▸ **Passage for review**:
○ ○ ○ ○
Interview with Steven Brown
I need to be up front about this. I did not until recently understand that Mr. Linden MacIntyre, of CBC’s the fifth estate fame, is also an accomplished, indeed a Giller Prize winning, novelist. The cave I live in, I have to say, is dark. Its walls are thick. News, including literary news, can have a hard time getting in. I should move or at least get out more. Leaving that aside it was a great pleasure bringing myself up to date on the works of Linden MacIntyre, novelist.
The provocatively titled Why Men Lie, just published, is the third installment of The Cape Breton Trilogy. Preceded by The Long Stretch (1999) and The Bishop’s Man (2009 Giller) it focuses on a character we have already met in the previous two books, Effie MacAskill Gillis, ex-wife of both John Gillis and his brother Sextus Gillis, and sister to Duncan MacAskill, the priest central to The Bishop’s Man. Now in middle age, a successful academic and scholar based in Toronto, Effie reconnects with another Cape Bretoner the reader has met fleetingly in the previous novels, J.C. Campbell, and begins an affair with him. Complications, as they’re likely to, ensue.
Aside from the Giller Prize for fiction Linden MacIntyre has won the Gemini Award for excellence in
broadcast journalism several times over. He has also received a host of other awards for his fiction and non-fiction. He is appearing at Incite with Vincent Lam at the Vancouver Public Library May 9.
Tell us about your book, Why Men Lie.
From a woman’s point of view, how men at middle age cope with declining self esteem and insecurities about masculinity. Inevitably they turn to women and, following a lifetime formula for winning the approval and reassurance of women in their lives --- manipulate by small and large deceptions.
○ ○ ○ ○
▸ **Supplied material**:

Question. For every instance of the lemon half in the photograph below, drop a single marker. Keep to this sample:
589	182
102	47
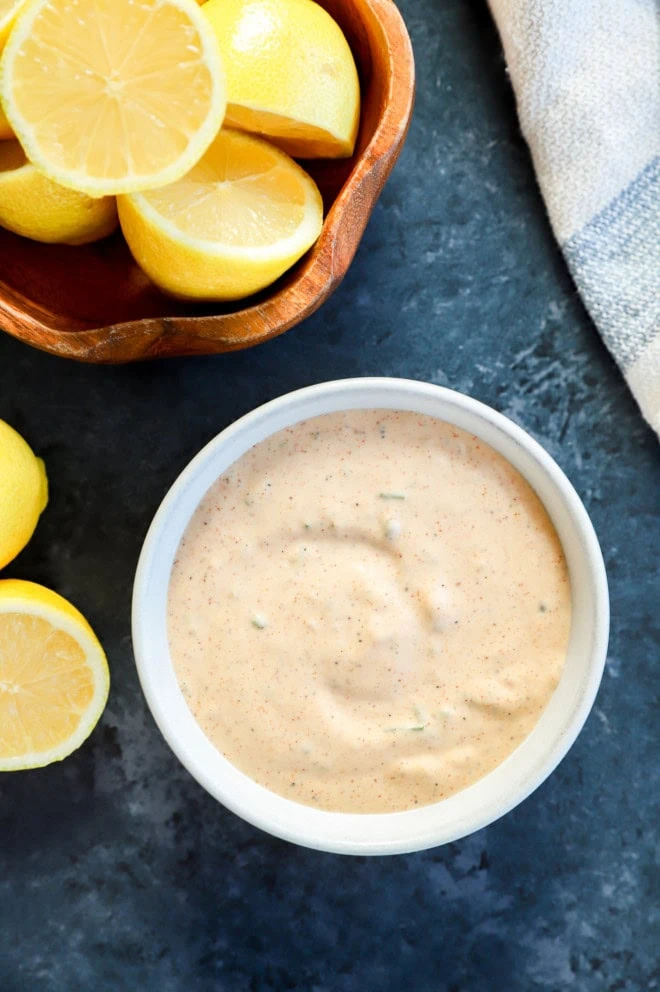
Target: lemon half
240	218
36	207
54	678
113	95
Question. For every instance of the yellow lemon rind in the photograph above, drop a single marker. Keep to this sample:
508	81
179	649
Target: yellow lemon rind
31	599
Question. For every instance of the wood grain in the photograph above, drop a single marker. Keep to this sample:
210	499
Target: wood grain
94	304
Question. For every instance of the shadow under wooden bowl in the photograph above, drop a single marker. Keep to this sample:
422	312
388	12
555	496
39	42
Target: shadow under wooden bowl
94	304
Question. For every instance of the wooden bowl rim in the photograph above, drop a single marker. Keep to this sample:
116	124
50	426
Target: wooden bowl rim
274	315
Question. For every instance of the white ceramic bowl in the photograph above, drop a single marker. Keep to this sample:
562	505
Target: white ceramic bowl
474	807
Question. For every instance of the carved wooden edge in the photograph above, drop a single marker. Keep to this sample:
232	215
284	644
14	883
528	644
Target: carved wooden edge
322	272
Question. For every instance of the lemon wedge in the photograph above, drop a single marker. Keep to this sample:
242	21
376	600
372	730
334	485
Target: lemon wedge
54	676
239	219
291	75
34	206
110	96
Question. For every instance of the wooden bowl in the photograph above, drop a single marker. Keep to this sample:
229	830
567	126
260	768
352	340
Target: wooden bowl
95	305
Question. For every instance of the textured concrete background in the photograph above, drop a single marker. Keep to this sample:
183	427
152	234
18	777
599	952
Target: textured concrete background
117	872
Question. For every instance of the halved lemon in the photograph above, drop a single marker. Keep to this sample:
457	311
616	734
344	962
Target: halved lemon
34	206
291	75
54	678
110	96
8	11
239	219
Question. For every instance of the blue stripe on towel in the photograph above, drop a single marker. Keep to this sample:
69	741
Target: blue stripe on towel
615	261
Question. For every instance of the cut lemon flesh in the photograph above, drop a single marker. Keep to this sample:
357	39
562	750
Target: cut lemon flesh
34	206
291	75
54	677
109	96
239	219
8	11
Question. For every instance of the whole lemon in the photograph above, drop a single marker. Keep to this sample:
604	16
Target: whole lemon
23	492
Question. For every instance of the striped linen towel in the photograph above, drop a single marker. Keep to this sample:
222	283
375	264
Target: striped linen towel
586	74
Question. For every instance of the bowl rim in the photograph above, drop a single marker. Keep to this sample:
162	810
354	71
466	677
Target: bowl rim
322	269
472	808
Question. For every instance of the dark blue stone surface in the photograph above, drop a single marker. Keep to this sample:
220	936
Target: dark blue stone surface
117	872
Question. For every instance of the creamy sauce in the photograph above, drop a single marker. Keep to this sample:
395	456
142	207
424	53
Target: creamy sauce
369	611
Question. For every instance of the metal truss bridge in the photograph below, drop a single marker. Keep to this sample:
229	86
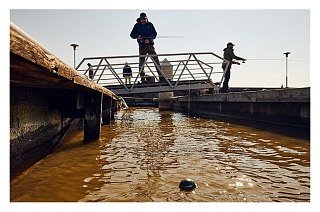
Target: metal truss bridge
181	71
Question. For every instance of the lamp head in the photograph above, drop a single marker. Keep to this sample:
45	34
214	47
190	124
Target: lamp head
74	46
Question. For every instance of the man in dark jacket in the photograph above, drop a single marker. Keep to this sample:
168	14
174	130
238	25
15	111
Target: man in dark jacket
229	56
145	33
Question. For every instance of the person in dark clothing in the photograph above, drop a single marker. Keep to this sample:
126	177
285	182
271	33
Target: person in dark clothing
90	70
127	73
229	56
145	33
○ ○ ○ ○
▸ **Work order 1**:
According to the author interview, which novel in The Cape Breton Trilogy won the Giller Prize?
▸ **Work order 2**:
Repeat everything in the author interview from "Interview with Steven" down to "Linden MacIntyre, novelist.".
▸ **Work order 3**:
Put this sentence from the author interview into Spanish: "He is appearing at Incite with Vincent Lam at the Vancouver Public Library May 9."

▸ **Task solution 1**:
The Bishop's Man

▸ **Task solution 2**:
Interview with Steven Brown
I need to be up front about this. I did not until recently understand that Mr. Linden MacIntyre, of CBC’s the fifth estate fame, is also an accomplished, indeed a Giller Prize winning, novelist. The cave I live in, I have to say, is dark. Its walls are thick. News, including literary news, can have a hard time getting in. I should move or at least get out more. Leaving that aside it was a great pleasure bringing myself up to date on the works of Linden MacIntyre, novelist.

▸ **Task solution 3**:
Se presentará en Incite con Vincent Lam en la Biblioteca Pública de Vancouver el 9 de mayo.